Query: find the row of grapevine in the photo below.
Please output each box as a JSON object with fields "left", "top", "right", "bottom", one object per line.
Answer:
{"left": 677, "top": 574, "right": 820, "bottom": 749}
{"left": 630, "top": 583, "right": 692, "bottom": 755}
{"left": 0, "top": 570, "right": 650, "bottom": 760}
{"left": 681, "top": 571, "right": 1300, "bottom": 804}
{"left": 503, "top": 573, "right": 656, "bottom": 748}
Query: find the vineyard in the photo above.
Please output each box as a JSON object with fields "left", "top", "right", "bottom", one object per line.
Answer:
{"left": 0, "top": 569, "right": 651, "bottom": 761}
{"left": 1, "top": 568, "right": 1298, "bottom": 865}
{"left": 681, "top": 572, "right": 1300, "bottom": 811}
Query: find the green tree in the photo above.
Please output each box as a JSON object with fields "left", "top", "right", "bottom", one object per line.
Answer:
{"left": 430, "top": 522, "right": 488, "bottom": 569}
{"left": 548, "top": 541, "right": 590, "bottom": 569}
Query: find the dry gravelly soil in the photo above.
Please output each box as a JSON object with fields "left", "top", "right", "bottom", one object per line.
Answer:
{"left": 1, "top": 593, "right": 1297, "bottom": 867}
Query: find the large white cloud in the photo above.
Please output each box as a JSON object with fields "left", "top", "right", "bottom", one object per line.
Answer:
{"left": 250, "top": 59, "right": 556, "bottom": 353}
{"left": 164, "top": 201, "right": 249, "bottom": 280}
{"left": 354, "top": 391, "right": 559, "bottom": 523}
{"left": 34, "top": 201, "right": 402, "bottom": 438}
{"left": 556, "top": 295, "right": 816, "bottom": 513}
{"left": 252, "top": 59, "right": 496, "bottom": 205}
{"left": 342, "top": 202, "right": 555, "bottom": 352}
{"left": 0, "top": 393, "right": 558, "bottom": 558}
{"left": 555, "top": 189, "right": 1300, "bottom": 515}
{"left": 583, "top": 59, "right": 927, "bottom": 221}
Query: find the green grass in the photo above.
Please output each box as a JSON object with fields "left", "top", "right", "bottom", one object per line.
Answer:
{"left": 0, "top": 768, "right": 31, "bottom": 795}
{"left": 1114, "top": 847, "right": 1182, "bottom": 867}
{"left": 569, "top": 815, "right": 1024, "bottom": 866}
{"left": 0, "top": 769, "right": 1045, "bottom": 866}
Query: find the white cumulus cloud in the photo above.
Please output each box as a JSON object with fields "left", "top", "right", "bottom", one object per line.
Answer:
*-*-*
Within the data, how many lines hold the string "photo"? Answer with the number and nothing more.

7